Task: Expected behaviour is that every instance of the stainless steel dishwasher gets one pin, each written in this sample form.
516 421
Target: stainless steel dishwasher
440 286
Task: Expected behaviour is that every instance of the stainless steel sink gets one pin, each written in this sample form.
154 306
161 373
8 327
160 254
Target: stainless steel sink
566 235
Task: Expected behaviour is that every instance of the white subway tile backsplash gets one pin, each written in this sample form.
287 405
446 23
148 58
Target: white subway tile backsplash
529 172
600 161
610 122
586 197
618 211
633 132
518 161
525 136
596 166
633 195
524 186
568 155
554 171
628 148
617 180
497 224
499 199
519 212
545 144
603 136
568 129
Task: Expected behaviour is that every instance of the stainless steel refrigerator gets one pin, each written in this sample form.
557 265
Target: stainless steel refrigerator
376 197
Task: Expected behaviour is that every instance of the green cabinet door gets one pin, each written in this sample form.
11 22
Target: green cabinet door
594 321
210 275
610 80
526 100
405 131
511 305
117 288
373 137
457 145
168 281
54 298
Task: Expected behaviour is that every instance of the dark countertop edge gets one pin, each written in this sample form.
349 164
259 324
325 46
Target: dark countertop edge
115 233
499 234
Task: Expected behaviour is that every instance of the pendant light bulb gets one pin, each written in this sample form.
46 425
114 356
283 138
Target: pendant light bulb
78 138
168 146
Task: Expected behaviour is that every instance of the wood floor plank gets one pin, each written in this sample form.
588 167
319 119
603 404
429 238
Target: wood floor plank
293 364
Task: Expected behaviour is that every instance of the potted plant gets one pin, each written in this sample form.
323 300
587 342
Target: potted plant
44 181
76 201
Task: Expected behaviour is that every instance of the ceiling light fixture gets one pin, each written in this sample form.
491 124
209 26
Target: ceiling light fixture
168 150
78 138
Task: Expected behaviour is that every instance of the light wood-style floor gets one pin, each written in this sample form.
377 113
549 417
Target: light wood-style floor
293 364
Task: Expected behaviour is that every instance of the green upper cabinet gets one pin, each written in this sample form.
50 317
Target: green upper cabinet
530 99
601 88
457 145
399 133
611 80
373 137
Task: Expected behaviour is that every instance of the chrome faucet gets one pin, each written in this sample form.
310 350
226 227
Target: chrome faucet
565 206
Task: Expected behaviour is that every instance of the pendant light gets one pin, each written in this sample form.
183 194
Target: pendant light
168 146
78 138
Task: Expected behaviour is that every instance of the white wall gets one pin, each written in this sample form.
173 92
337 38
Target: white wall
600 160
──────────────────────────────
■ **Action item**:
Copy out only the lines running from the beginning of the data to the line with "Task: Expected behaviour is that every instance of the dark", both ends included.

■ **Output for this task**:
Task: Expected behaviour is that every instance of the stainless steel dishwasher gets one pin, each written in this sample form.
516 421
Target: stainless steel dishwasher
440 286
Task: Expected behaviour is that every instance of the stainless steel sink gets one pin, each written in this sample form.
154 306
161 373
8 327
160 254
Target: stainless steel sink
566 235
Task: Expected behaviour is that every instance of the white subway tile backsplash gets one pin, each written in this sample form.
287 405
446 23
148 58
Target: white subway tile backsplash
529 172
600 161
610 122
586 197
618 211
633 132
518 161
525 136
596 166
633 195
524 186
568 155
554 171
628 148
617 180
497 224
499 199
519 212
545 144
603 136
568 129
Task: Expected behaviour is that every instance of the stainless steel refrigerator gets one pin, each written in this sample form.
557 265
Target: stainless steel refrigerator
376 197
Task: Expected behaviour is that every instance of the green cabinet door gets one pin, each written in this sample form.
11 22
Target: green cabinet door
594 321
210 275
610 80
526 100
405 131
511 305
117 288
373 137
457 145
168 281
54 298
Task: Expected behaviour is that every instance of the dark countertop edge gets one pin, each written in this sample form.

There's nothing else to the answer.